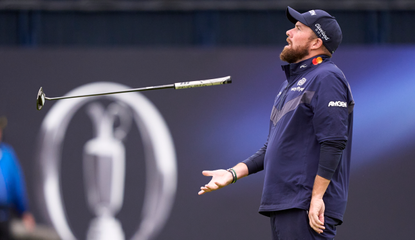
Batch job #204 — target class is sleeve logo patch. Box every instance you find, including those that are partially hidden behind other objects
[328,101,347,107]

──────

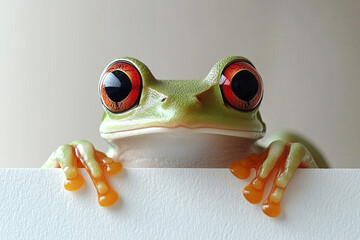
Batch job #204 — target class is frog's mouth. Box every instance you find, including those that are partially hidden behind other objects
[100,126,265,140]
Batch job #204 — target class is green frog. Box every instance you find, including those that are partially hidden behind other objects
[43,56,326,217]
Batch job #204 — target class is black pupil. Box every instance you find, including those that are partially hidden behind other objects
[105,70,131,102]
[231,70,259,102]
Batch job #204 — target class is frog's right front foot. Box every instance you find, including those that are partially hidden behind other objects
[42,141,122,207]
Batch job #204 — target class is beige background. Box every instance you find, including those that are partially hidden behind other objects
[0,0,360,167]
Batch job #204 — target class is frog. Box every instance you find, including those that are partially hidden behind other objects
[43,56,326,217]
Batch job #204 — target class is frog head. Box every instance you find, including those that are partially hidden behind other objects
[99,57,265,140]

──────

■ Exercise prompt ■
Retype the entries above word for word, starting at the line that contains "Batch job #204 — target class is black" and ending at the line that contains "[99,57,265,140]", with both of those lines included.

■ Task answer ■
Batch job #204 — target class is black pupil. Box every instance you find, including those that are partially hidden behind other objects
[105,70,131,102]
[231,70,259,102]
Batch job #204 — target class is frog's right front foot. Box every instance you find, including those that are partially hidden behind other objects
[42,141,122,207]
Batch job #204 — target class is beige background. Box every instance you find, including those that are partially hidden behind other objects
[0,0,360,167]
Batch job #204 — target class is frog. Box every instance you find, including those that are partially hidden behind other objects
[43,56,326,217]
Batch job #204 — target class is frog head. Box every instance you find, including those that are partially hidden behind other objects
[99,57,265,140]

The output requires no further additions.